### Instructions for the task
Reproduce word for word the part of the essay on deafness and sound below, from "Chasing Stillness" up to and including "going to last.".

### Text passage
# # # #

When Ruben gets his cochlear implants activated, I recognized that look of fear. That look that says it can’t possibly be the thing you’ve dreamed for and expected. It just can’t. It sounds too weird and a few thousand miles too far away from what you once knew sound to be like. I remember getting my digital hearing aid for the first time. I could feel fear and anger and all kinds of things bubbling up within me. I wasn’t sure who to direct it at. So I just crumbled inward. I wasn’t going to be more hearing, like I was promised. The world was not going to make more sense, at least not initially. It wasn’t the hearing aid that was going to adjust, they told me – it was going to have to be me.
As someone who’s heard the cochlear implant debate for so long, and who’s grown exasperated at all the delusions the hundreds of activation videos online show, I deeply appreciate the way Marder and his sound designers show the reality. He doesn’t tell us what happens, but instead uses the film’s two biggest empathy machines in its sound design and in Riz Ahmed’s incredible, deeply-felt performance. We can just see it in his eyes. We see the panic set in. The dream he has so nervously reached for has now arrived and it’s absolutely nothing like he imagined. Even worse: for him, there’s no clear way out. He can’t just smash a coffee cup and storm out of an empty room. He can’t just reverse the surgery and get his money back. The door to the life before his loss has shut behind him and locked itself. He can only look behind through the window, but he’ll never return to normal. The only way is forward into the unknown.
Chasing Stillness
There’s a handful of subtle things this film does so well and with such intention – especially with the way it presents sound as it gets disrupted, pushed around, drowned, and laid out to dry. One of my favorites is the way the subtitles don’t kick on with the ASL onscreen until Ruben himself uses it. He doesn’t get to fully access the new world around him until he stops fighting it and just tries. Soon enough, he’s become a favorite, with his infectious personality and his deep-rooted energy. But we can tell by the way Joe offers him opportunities of stillness and he responds by smashing donuts and screaming into empty rooms. This isn’t a solution that’s going to last.
When people ask me what I appreciate the most about being Deaf, they often assume it’s the silence. “You can just take your hearing aid out,” they say, as I talk about the things around me that are loud and that shriek in ways that warp my brain. But it’s taken me over 30 years to realize it’s not silence I’m chasing: it’s stillness. When I can walk around the neighborhood without my hearing aid in the morning, there’s a stillness present in me that allows me to think about whatever comes to mind. The noise of the world has, if only temporarily, been removed. Deafness has taught me stillness. It’s made it a muscle I exercise. It’s how I can sit in a coffee shop full of people and focus on the writing at hand; it’s also how I can become so severely disrupted by just the slight tinkering of a person in the kitchen as I try to work. Silence isn’t always in stillness, and stillness is not in every moment of silence. Like the digital hearing aid or the cochlear implant, silence is a tool that pushes you towards the stillness you really crave. That’s when you, like Ruben at the end of the movie, can finally take a deep, unburdened breath.

# # # #

Dataset records:

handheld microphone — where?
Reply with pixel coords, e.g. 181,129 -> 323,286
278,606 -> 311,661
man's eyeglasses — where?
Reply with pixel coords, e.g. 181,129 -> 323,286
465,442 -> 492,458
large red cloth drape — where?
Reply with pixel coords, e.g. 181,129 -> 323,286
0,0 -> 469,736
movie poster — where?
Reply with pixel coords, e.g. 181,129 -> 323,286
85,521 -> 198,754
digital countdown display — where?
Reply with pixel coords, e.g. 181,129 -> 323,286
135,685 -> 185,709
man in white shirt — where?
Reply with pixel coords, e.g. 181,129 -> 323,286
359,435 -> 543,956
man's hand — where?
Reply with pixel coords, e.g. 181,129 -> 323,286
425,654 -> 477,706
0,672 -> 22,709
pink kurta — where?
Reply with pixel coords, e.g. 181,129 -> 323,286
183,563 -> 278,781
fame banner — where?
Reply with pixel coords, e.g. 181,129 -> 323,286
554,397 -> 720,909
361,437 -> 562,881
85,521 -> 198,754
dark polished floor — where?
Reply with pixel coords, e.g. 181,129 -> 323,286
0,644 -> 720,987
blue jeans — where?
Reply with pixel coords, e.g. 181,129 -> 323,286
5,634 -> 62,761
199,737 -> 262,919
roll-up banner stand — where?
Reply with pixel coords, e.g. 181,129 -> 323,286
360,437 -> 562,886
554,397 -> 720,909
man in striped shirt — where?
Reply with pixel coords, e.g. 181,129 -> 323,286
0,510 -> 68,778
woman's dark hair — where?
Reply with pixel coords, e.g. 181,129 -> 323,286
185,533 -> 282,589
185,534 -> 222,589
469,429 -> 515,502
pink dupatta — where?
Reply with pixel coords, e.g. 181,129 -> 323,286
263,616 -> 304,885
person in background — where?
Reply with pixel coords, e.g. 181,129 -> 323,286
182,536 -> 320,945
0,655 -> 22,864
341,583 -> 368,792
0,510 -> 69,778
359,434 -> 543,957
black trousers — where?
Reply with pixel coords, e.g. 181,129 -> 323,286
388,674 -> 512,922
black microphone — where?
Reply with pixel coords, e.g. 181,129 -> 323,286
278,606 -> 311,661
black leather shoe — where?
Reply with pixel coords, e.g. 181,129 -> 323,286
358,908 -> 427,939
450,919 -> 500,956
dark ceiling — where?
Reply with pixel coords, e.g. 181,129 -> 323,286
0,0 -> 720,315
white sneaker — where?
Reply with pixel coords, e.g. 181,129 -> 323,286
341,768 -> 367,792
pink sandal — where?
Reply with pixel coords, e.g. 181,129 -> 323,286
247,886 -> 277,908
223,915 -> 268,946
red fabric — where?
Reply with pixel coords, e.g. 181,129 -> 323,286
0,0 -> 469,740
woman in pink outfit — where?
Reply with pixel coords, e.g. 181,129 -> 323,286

# # # #

### Written answer
Chasing Stillness
There’s a handful of subtle things this film does so well and with such intention – especially with the way it presents sound as it gets disrupted, pushed around, drowned, and laid out to dry. One of my favorites is the way the subtitles don’t kick on with the ASL onscreen until Ruben himself uses it. He doesn’t get to fully access the new world around him until he stops fighting it and just tries. Soon enough, he’s become a favorite, with his infectious personality and his deep-rooted energy. But we can tell by the way Joe offers him opportunities of stillness and he responds by smashing donuts and screaming into empty rooms. This isn’t a solution that’s going to last.